**Instructions to follow:**
Please give the listing again, word for word, with nothing left out.

**Task data:**
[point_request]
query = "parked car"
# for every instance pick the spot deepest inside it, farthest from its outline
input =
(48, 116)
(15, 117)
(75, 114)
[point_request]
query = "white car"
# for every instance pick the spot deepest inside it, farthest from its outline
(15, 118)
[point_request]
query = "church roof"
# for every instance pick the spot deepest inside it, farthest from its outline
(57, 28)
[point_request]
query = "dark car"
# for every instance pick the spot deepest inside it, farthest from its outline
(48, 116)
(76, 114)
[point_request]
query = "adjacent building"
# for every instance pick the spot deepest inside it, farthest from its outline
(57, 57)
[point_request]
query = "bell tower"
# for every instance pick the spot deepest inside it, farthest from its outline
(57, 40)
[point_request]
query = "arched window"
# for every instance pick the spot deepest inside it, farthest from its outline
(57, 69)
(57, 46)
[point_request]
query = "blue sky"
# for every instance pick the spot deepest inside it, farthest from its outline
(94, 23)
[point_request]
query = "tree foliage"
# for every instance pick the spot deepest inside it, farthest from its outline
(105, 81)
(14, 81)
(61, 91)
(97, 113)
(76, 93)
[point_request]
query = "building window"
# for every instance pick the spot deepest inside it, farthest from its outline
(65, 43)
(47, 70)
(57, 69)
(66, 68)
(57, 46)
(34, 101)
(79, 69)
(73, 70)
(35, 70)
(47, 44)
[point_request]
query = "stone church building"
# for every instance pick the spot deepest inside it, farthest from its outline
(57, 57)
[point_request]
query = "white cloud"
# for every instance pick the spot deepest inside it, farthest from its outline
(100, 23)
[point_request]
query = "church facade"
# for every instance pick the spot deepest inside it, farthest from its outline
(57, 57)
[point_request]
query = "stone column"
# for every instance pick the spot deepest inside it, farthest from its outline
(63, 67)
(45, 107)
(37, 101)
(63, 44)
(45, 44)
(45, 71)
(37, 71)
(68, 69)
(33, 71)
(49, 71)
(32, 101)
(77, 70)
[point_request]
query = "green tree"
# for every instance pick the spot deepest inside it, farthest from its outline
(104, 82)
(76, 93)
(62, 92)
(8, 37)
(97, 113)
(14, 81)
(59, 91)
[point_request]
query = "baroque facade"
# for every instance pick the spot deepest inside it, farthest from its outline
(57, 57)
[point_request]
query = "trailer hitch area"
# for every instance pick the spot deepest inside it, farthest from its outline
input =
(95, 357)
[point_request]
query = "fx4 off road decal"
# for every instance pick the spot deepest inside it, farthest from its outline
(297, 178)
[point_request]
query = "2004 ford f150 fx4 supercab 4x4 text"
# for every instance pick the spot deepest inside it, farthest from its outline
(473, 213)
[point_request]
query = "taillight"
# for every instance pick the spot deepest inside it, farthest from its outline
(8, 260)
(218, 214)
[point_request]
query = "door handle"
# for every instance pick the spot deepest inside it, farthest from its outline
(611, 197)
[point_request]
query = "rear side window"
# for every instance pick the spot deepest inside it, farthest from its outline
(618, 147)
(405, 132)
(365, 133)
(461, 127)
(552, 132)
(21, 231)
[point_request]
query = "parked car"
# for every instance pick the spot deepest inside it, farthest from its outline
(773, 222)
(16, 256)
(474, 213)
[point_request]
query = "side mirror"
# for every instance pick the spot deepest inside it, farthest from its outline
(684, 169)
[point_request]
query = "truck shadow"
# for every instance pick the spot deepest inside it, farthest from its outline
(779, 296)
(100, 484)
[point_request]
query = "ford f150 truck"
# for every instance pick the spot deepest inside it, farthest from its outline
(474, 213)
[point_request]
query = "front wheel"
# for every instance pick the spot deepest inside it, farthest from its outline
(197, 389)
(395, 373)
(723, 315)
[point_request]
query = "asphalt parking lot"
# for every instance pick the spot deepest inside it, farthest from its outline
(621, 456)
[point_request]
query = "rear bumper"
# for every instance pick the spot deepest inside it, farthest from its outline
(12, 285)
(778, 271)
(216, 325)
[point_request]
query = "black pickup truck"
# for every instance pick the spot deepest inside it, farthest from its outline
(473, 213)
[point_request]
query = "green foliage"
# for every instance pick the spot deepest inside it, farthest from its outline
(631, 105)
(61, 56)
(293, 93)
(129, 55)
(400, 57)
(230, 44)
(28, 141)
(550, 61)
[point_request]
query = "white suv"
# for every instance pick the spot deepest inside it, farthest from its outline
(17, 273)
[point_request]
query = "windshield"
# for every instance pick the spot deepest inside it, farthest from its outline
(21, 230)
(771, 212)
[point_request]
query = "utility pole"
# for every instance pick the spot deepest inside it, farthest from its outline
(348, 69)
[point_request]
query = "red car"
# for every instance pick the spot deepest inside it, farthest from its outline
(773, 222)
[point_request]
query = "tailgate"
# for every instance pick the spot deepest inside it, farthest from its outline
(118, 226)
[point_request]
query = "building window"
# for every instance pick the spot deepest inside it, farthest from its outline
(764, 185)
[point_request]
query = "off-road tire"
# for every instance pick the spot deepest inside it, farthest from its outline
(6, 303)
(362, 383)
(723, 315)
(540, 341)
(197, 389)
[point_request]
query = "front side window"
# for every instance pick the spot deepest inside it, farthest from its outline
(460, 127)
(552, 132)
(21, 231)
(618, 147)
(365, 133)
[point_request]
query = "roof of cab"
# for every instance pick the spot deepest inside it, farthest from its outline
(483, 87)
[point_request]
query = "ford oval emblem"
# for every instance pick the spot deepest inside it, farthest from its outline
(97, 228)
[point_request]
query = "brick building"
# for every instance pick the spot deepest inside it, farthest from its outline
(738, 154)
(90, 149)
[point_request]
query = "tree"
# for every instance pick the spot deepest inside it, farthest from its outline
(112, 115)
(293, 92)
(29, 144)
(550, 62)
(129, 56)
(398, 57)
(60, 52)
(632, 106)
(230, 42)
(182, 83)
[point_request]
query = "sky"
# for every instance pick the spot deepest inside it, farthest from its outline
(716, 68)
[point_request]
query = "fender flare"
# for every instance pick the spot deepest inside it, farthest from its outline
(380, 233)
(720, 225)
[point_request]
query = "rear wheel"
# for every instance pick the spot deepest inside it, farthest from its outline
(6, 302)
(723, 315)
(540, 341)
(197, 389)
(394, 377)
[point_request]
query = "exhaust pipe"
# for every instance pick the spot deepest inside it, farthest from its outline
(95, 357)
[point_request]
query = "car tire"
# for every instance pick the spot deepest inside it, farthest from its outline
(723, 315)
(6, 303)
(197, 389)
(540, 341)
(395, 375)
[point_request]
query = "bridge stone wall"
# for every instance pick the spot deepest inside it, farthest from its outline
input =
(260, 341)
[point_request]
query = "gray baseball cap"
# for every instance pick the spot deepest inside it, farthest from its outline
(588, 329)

**Finished answer:**
[point_request]
query = "parked car"
# for every instance pick the spot deepest inside it, farthest from its outline
input =
(48, 116)
(15, 117)
(75, 114)
[point_request]
query = "white car"
# for every instance pick the spot deepest inside it, farthest from its outline
(15, 118)
[point_request]
query = "church roof"
# for every instance pick the spot deepest inside it, farthest from its outline
(57, 28)
[point_request]
query = "dark car"
# for every instance pick the spot deepest inside it, farthest from its outline
(48, 116)
(76, 114)
[point_request]
query = "adjacent building"
# for every instance pick the spot deepest inside it, farthest from its outline
(57, 57)
[point_request]
query = "bell tower"
# for every instance pick the spot deepest inside it, farthest from its outline
(57, 40)
[point_request]
query = "arched window"
# for every instance pick the spot deepest inside it, farthest from its outline
(57, 69)
(57, 46)
[point_request]
query = "blue sky"
# for every instance pick the spot deepest inside it, farthest from its outline
(94, 23)
[point_request]
query = "tree foliage"
# for every instance pick the spot deepest inside it, farthest from its outline
(105, 81)
(14, 81)
(61, 91)
(97, 113)
(76, 93)
[point_request]
query = "building window"
# for every instance pick the spot deepest inside it, farthest from its outline
(65, 43)
(47, 70)
(57, 69)
(66, 68)
(57, 46)
(34, 101)
(79, 69)
(73, 70)
(35, 70)
(47, 44)
[point_request]
query = "stone church building"
# for every instance pick the spot deepest inside it, farthest from its outline
(57, 57)
[point_request]
query = "white cloud"
# for every instance pick the spot deepest inside it, farthest from its outline
(100, 23)
[point_request]
query = "church facade"
# for every instance pick the spot deepest inside it, farthest from its outline
(57, 57)
[point_request]
query = "stone column"
# for every instance pick the spot deepest inside it, farthest from its outline
(63, 67)
(45, 107)
(37, 101)
(63, 44)
(45, 44)
(45, 71)
(37, 71)
(68, 69)
(33, 71)
(49, 71)
(32, 101)
(77, 70)
[point_request]
query = "green tree"
# for every instance pick the spot deepest inside it, farthest from its outline
(104, 82)
(76, 93)
(62, 92)
(8, 37)
(97, 113)
(14, 81)
(59, 91)
[point_request]
query = "baroque facade"
# for every instance pick the spot deepest inside it, farthest from its outline
(57, 57)
[point_request]
query = "trailer hitch area"
# for every instance pick the spot deepest inside it, farthest from its outline
input =
(95, 357)
[point_request]
query = "fx4 off road decal"
# for every instance pick the spot deepest inside it, farthest from its outline
(297, 178)
[point_request]
query = "2004 ford f150 fx4 supercab 4x4 text"
# for every instance pick the spot deepest inside it, farthest from its outline
(473, 213)
[point_request]
query = "taillight"
# for every instance pick the spot deepest inside it, farthest from its outline
(8, 260)
(218, 214)
[point_request]
query = "door handle"
# for every instance pick the spot deepest inside it, farthest from its outline
(611, 197)
[point_request]
query = "rear side window"
# for every instance pick the spot deepest inside it, farthest from its outline
(618, 147)
(405, 132)
(365, 133)
(461, 127)
(552, 132)
(21, 231)
[point_request]
query = "parked car"
# for every instance pick the spot deepest inside it, farthest from its outline
(773, 222)
(16, 256)
(474, 213)
[point_request]
query = "side mirror"
# for every instance pick the spot deepest inside it, farthest from its outline
(684, 169)
[point_request]
query = "truck shadow"
# for every instance pick the spot deepest inside it, farthest from its outline
(779, 296)
(100, 484)
[point_request]
query = "ford f150 truck"
# for every instance pick the spot deepest inside it, farthest from its outline
(474, 213)
[point_request]
query = "front wheel"
# for every instance pick the spot deepest inside it, farthest from its outline
(197, 389)
(395, 373)
(723, 315)
[point_request]
query = "asphalt parking lot"
# for every instance pick the spot deepest inside it, farthest from its outline
(621, 456)
[point_request]
query = "rear bumper"
# for every instance pick the spot deepest inside it, farthest from its outline
(12, 285)
(778, 271)
(216, 325)
[point_request]
query = "black pickup truck"
# for every instance pick the spot deepest inside it, farthest from its outline
(473, 213)
[point_request]
query = "green foliage"
# for every instance pick the spot deepest inside it, farthest from its outline
(631, 105)
(61, 56)
(293, 93)
(129, 55)
(400, 57)
(230, 44)
(28, 141)
(550, 61)
[point_request]
query = "white suv"
# for every instance pick the spot deepest inside it, farthest from its outline
(17, 273)
[point_request]
query = "windshield"
# for every instance pick the spot deepest inside it, farthest from its outline
(21, 230)
(771, 212)
[point_request]
query = "utility pole"
# for every instance pick the spot deepest inside it, farthest from its outline
(348, 69)
[point_request]
query = "red car"
# for every instance pick the spot deepest inside it, farthest from its outline
(773, 222)
[point_request]
query = "tailgate"
# for every instance pick the spot deepest inside it, farthest from its outline
(118, 226)
[point_request]
query = "building window"
# for every instance pick the spot deepest inside it, farthest from its outline
(764, 185)
[point_request]
query = "off-road tire"
# for every instance pick the spot deepest inside it, farthest from its outline
(6, 303)
(362, 383)
(723, 315)
(540, 341)
(197, 389)
[point_request]
query = "front side window"
# for every instance pick the spot deepest inside it, farthest from its outline
(460, 127)
(552, 132)
(21, 231)
(618, 147)
(365, 133)
[point_request]
query = "roof of cab"
# for every instance pick the spot deepest inside it, farthest from its outline
(483, 87)
[point_request]
query = "ford oval emblem"
# for every instance pick the spot deepest inside it, farthest from its outline
(97, 228)
[point_request]
query = "brick building"
# for every instance pick the spot deepest inside it, farthest from its outline
(738, 154)
(90, 149)
[point_request]
query = "tree"
# for every instance pick the spot deepest inside it, farthest from its outline
(112, 115)
(293, 92)
(29, 144)
(550, 62)
(129, 56)
(398, 57)
(60, 52)
(632, 106)
(230, 42)
(182, 83)
[point_request]
query = "sky"
# for every instance pick the spot deepest inside it, farthest from its outline
(716, 68)
[point_request]
query = "fender flare"
# for every instance pick the spot deepest inside it, farthest from its outline
(380, 233)
(720, 225)
[point_request]
query = "rear wheel"
# for every instance pick the spot deepest inside it, farthest from its outline
(6, 302)
(723, 315)
(540, 341)
(197, 389)
(394, 377)
[point_request]
query = "exhaust pipe"
# for every instance pick the spot deepest inside it, farthest from its outline
(95, 357)
[point_request]
query = "car tire"
# for every instance pick the spot deepest inside it, farthest from its outline
(723, 315)
(6, 303)
(197, 389)
(540, 341)
(395, 375)
[point_request]
query = "bridge stone wall"
# for every instance pick the spot deepest inside it, farthest from its outline
input =
(260, 341)
[point_request]
query = "gray baseball cap"
# for every instance pick the spot deepest inside it, farthest from its outline
(588, 329)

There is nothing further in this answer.